** WHAT NEEDS TO BE DONE **
Take the line that contains "Target: green plastic cake topper" and all lines after it, up to and including the last line of the data, and write them out exactly; nothing else belongs in the answer.

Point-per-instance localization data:
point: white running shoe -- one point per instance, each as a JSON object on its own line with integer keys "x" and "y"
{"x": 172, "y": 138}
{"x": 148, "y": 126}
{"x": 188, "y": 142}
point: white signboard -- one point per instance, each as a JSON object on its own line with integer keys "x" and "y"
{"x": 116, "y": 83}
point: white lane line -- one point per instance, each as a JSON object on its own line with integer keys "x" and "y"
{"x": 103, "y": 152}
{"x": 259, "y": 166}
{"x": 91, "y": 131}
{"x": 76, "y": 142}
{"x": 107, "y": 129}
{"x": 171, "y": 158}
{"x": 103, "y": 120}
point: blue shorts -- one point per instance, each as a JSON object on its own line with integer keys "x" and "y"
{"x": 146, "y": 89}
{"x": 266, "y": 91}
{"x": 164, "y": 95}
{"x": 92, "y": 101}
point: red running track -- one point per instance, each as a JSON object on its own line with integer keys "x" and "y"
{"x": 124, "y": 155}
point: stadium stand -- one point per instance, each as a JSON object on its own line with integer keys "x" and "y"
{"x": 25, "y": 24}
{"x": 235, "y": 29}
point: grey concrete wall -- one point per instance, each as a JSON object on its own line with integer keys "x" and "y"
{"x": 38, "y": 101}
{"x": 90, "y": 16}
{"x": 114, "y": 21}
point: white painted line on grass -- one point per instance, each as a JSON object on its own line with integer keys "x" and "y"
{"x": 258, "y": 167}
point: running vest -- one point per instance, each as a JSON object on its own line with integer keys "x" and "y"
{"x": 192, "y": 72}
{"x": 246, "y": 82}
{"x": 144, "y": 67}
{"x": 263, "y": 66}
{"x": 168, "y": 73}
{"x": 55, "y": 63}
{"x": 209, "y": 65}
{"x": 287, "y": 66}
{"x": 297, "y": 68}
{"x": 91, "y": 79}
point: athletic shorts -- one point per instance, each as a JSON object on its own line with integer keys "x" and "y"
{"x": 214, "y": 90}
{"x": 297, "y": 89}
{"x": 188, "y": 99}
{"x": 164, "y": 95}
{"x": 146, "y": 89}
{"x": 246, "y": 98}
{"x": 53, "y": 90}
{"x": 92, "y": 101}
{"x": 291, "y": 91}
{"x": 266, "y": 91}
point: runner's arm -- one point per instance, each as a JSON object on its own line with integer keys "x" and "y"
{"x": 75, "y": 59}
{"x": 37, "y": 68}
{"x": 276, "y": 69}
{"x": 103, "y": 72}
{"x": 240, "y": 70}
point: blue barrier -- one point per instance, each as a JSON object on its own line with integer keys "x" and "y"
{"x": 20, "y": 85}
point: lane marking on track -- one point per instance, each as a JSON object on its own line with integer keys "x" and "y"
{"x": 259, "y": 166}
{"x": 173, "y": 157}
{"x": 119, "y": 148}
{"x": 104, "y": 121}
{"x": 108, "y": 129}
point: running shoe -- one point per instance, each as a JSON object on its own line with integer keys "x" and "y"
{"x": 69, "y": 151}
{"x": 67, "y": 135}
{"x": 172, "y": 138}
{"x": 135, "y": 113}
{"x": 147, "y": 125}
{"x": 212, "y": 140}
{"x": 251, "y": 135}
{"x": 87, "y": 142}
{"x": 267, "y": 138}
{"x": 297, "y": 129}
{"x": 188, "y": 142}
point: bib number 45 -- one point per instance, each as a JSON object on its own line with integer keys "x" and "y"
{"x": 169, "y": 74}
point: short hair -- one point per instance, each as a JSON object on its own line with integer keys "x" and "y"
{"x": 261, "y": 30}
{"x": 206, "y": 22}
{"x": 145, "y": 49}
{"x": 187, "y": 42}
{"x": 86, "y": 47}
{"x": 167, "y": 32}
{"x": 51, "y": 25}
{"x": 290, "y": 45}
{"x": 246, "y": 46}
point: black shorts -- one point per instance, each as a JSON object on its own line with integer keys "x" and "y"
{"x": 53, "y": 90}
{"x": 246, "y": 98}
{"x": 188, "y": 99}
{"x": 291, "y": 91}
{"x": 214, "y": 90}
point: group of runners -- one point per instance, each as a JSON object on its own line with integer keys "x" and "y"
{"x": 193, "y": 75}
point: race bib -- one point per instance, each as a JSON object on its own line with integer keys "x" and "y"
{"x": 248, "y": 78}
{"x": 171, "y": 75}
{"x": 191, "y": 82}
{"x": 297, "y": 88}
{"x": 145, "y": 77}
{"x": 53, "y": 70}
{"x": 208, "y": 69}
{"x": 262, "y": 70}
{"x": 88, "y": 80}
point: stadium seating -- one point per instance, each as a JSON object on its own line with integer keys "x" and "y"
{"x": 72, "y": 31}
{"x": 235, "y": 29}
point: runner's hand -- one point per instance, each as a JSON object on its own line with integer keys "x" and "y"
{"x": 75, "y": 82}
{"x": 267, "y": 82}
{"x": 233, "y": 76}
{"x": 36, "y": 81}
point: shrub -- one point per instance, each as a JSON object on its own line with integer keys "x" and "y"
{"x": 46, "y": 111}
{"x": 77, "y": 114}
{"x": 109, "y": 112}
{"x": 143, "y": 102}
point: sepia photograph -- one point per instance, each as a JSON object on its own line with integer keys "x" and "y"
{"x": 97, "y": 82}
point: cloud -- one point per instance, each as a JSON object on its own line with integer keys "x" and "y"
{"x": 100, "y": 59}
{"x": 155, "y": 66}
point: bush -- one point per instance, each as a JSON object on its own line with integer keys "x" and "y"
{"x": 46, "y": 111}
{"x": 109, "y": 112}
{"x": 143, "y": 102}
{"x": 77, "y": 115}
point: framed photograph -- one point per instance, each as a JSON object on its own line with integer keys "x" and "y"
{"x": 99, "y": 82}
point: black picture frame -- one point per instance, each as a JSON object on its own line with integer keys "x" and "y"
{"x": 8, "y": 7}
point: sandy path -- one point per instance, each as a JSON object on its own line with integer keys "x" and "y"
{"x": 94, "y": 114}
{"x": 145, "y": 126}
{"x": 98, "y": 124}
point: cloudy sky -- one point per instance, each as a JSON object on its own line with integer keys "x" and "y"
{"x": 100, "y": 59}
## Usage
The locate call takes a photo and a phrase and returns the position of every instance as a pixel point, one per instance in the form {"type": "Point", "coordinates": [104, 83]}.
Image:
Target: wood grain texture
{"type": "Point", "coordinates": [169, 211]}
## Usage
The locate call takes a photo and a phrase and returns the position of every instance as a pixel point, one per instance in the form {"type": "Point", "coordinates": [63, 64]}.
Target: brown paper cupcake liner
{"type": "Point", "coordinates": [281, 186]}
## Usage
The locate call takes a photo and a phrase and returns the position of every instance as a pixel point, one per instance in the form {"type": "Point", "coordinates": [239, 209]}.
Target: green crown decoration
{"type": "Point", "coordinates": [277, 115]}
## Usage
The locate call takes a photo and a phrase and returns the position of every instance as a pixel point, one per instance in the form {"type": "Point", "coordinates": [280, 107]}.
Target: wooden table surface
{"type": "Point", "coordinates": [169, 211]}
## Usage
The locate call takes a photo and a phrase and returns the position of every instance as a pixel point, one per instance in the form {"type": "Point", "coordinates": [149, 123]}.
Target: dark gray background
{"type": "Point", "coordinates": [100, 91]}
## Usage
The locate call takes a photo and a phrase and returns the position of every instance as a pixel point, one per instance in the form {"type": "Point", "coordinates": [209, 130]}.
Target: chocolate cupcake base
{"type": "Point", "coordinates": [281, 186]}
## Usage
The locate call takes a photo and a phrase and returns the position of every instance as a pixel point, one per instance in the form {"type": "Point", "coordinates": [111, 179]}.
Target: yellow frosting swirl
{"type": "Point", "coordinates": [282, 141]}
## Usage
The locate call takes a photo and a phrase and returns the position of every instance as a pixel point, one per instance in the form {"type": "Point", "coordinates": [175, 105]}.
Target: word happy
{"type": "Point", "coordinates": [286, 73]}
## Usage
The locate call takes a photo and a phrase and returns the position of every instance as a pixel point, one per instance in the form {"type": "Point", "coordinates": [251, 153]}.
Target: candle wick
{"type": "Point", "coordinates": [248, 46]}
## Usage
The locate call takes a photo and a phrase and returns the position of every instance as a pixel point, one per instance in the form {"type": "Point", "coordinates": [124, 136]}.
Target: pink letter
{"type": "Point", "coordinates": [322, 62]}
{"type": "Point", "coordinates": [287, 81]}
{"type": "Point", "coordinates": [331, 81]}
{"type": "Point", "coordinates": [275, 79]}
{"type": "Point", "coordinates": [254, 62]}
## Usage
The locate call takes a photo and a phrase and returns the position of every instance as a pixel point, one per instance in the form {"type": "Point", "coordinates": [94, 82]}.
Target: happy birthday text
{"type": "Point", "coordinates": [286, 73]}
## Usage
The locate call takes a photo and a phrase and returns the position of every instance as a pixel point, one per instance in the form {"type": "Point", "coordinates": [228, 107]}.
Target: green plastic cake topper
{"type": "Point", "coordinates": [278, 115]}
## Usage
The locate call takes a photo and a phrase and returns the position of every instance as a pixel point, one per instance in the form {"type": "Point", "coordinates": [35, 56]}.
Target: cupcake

** ANSWER TO THE EXERCISE **
Target: green plastic cake topper
{"type": "Point", "coordinates": [278, 115]}
## Usage
The locate call takes a photo and a phrase and returns the position of every instance as a pixel point, one per instance in the form {"type": "Point", "coordinates": [35, 56]}.
Target: cupcake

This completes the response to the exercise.